_What the task asks_. Could you copy out the listing below word for word, from start to finish, leaving out the pictures?

_Available data_.
------------------------------------------------

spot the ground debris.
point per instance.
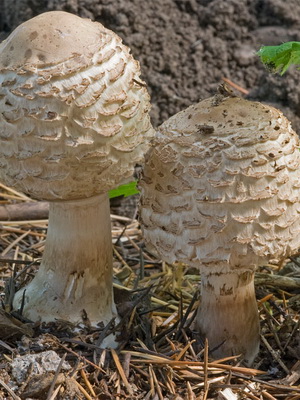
(158, 356)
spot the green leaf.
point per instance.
(280, 58)
(124, 190)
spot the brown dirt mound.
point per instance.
(186, 47)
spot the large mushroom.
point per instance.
(73, 124)
(221, 191)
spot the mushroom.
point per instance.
(220, 191)
(74, 122)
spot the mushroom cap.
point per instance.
(74, 112)
(221, 185)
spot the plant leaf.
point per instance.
(124, 190)
(280, 58)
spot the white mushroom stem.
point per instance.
(75, 276)
(228, 314)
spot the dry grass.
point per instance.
(159, 356)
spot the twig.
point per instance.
(8, 389)
(54, 380)
(121, 371)
(274, 354)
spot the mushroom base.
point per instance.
(228, 314)
(74, 281)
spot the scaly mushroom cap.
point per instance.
(74, 112)
(221, 185)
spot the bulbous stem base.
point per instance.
(74, 280)
(228, 314)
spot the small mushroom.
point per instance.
(221, 191)
(74, 122)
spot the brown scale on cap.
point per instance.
(74, 118)
(221, 191)
(73, 124)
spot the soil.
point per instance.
(186, 47)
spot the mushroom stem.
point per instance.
(228, 314)
(76, 267)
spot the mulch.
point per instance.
(159, 356)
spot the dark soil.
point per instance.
(186, 47)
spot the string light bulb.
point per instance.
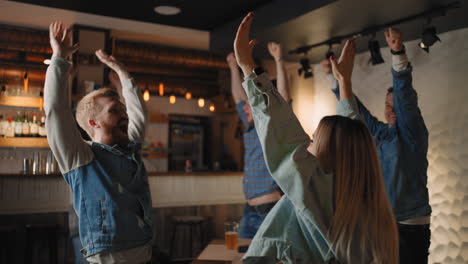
(201, 102)
(146, 95)
(161, 89)
(172, 99)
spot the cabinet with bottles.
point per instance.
(22, 121)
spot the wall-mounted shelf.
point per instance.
(21, 101)
(155, 156)
(24, 142)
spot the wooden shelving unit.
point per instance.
(21, 101)
(155, 156)
(23, 142)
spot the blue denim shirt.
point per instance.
(110, 188)
(402, 149)
(257, 179)
(111, 196)
(295, 230)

------------------------------------------------

_Task output_.
spot the ground debris.
point per instance.
(158, 356)
spot the green leaf.
point per instance.
(280, 58)
(124, 190)
spot the brown dirt mound.
point per instance.
(186, 47)
spot the large mushroom.
point per instance.
(73, 124)
(221, 191)
spot the mushroom.
point per instance.
(220, 191)
(74, 122)
spot the mushroom cap.
point per instance.
(74, 112)
(221, 185)
spot the plant leaf.
point per instance.
(124, 190)
(280, 58)
spot the white mushroom stem.
point per instance.
(75, 276)
(228, 314)
spot the dry grass.
point per instance.
(159, 356)
spot the twig.
point per instance.
(8, 389)
(54, 380)
(121, 371)
(274, 354)
spot the mushroom base.
point per instance.
(228, 314)
(74, 281)
spot the scaly mushroom cap.
point per instance.
(74, 112)
(221, 185)
spot the bulbous stem base.
point per instance.
(74, 280)
(228, 314)
spot the small mushroom.
point per instance.
(221, 191)
(74, 122)
spot the brown scale on cap.
point per instance.
(74, 118)
(221, 191)
(73, 124)
spot the soil.
point per instance.
(186, 47)
spot the mushroom stem.
point per instance.
(228, 314)
(76, 267)
spot the mulch.
point per instance.
(159, 356)
spot the dark soil.
point per instance.
(186, 47)
spot the string light bulb.
point per instance.
(201, 102)
(146, 95)
(161, 89)
(172, 99)
spot the cabinet with bottles.
point per instance.
(22, 121)
spot the wall-mounted shelf.
point per instance.
(21, 101)
(155, 156)
(24, 142)
spot the wooden shelving unit.
point per instance.
(21, 101)
(155, 156)
(23, 142)
spot the blue denim shirt.
point per instance.
(110, 188)
(402, 149)
(257, 179)
(111, 196)
(295, 230)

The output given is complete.